● Task to complete:
Retype the data below without altering anything.

● Material provided:
########################################
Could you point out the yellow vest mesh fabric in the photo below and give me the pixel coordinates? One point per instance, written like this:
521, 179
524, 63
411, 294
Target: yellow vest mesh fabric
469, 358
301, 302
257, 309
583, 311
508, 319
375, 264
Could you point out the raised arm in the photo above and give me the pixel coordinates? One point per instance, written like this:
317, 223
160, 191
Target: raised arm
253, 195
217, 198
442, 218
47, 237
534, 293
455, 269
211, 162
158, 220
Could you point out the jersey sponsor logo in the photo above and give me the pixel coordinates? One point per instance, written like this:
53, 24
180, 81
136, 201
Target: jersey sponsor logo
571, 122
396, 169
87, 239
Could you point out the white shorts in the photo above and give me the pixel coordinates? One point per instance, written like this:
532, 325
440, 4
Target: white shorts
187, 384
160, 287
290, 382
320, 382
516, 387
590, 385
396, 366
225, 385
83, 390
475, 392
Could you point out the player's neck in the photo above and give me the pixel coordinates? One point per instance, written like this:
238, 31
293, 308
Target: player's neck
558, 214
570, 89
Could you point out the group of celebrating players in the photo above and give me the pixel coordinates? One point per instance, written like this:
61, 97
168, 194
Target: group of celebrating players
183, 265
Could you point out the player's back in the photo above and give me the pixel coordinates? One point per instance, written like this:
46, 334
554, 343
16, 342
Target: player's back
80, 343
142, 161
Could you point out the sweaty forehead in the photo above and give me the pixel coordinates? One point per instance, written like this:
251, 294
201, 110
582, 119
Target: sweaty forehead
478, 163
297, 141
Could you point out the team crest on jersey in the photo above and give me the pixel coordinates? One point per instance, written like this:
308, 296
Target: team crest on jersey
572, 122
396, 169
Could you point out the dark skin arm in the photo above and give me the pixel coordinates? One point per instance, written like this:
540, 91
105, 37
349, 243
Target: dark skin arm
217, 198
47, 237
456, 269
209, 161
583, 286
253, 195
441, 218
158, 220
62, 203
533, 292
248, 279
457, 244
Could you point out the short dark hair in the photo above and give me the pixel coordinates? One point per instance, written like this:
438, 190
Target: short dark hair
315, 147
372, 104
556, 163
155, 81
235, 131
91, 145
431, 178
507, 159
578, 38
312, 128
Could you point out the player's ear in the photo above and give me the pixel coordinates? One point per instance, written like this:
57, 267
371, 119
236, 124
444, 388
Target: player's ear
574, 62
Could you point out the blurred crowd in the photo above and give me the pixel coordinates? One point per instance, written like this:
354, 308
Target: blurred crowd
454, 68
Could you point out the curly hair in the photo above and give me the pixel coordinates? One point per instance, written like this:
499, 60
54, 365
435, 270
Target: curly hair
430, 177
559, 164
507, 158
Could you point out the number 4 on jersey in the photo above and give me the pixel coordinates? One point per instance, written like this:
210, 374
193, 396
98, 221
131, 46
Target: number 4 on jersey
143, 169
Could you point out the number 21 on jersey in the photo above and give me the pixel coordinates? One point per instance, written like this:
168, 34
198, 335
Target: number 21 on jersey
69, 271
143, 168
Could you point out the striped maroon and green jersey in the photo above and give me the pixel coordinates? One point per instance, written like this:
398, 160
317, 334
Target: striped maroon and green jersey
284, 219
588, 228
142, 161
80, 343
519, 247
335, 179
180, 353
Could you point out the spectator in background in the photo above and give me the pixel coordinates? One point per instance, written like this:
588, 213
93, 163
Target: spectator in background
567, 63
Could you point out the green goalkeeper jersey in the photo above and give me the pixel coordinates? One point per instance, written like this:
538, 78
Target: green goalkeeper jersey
########################################
● Task answer:
Could you point out the yellow vest mesh fabric in the photo below and give me the pixel coordinates? One point per instance, written like this:
521, 179
524, 63
411, 294
Target: yellow vest mesh fabric
469, 358
301, 302
257, 309
583, 311
508, 319
375, 264
Could you point out the raised arm in the photo above and give me the pixel coordinates? One point per instance, written like this:
317, 223
160, 191
Target: raised arm
253, 195
217, 198
442, 218
47, 237
534, 293
455, 269
211, 162
158, 220
Could you point out the jersey sponsor logo in the photo above and give me the pixel coordinates? One point per instance, written like this:
53, 24
180, 81
136, 201
Target: jersey sponsor logo
571, 122
396, 169
87, 239
Could you point out the white shorts in the photo above and give me the pixel coordinates? One point per instance, written like this:
532, 325
440, 4
Target: white shorts
187, 384
160, 287
290, 382
320, 382
516, 387
590, 385
396, 366
225, 385
83, 390
475, 392
Could you point out the player's neck in the photo above and give me the pixel coordinates? One point per instance, written like this:
238, 31
293, 308
Target: player's neck
558, 214
570, 89
Could you point out the group of celebrating players in the photo above and give me the pixel coordinates? One point per instance, written like this:
61, 97
168, 194
Target: group of celebrating players
183, 265
Could you point out the player's back in the photo above and give me the pixel coordinates? One point per instance, written like this:
46, 334
554, 343
16, 342
Target: player's back
80, 343
142, 161
Could you point out the sweaty forehead in the photo above and give me the pixel coordinates? One point per instance, written like this:
251, 294
201, 110
582, 119
Target: sweaty forehead
478, 163
297, 141
Could you point out the team crest on jersey in the photo above and give me the pixel coordinates? One point per instance, written like this:
308, 296
Target: team crest on jersey
572, 122
396, 169
Could you point out the dark skin arm in the photo above and give me the pixel coordinates? One point per instance, written like this:
540, 91
105, 37
349, 243
Target: dark skin arm
217, 198
47, 237
456, 269
209, 161
583, 286
253, 195
441, 218
158, 220
62, 203
533, 292
248, 279
457, 244
Could you point out the short dark hair in the photo above and give me the pixel coordinates? One point per instance, written like this:
438, 190
Target: short dark hair
315, 147
372, 104
556, 163
155, 81
235, 131
91, 145
431, 178
507, 159
578, 38
312, 128
Could you point out the player's ear in the photo above and give me the pixel coordinates? One point per instance, written like this:
57, 267
371, 119
236, 124
444, 388
Target: player's ear
574, 62
Could you point out the blurred crowd in the photo above and give me the pixel coordinates? One point per instance, written like this:
354, 308
Target: blurred crowd
454, 68
Could you point out the curly hair in the photo above and give me the pixel coordinates? One point per instance, written like this:
499, 60
54, 365
435, 270
Target: curly hair
430, 177
559, 164
507, 158
Could you point out the number 4 on jersey in the photo above and give me the pixel coordinates? One point per instance, written like this:
210, 374
193, 396
98, 221
131, 46
Target: number 4 on jersey
143, 169
Could you point out the number 21 on jersey in the photo above and give me the pixel coordinates? One point per instance, written like this:
168, 34
198, 335
Target: number 21 on jersey
69, 271
143, 168
Could you point out the striped maroon and green jersey in the photo above and give me the pixel coordinates? One point per instance, written like this:
398, 160
317, 334
Target: striped maroon and green jersey
284, 219
588, 228
142, 161
80, 343
519, 247
335, 179
180, 353
Could you point out the spectator in background in the photo above and give me the pixel coordinates? One point per instance, written like this:
588, 213
93, 163
Target: spectator in background
567, 63
Could you point out the green goalkeeper jersey in the photo above and give me the pixel coordinates? One point per instance, written like this:
538, 78
Target: green goalkeeper jersey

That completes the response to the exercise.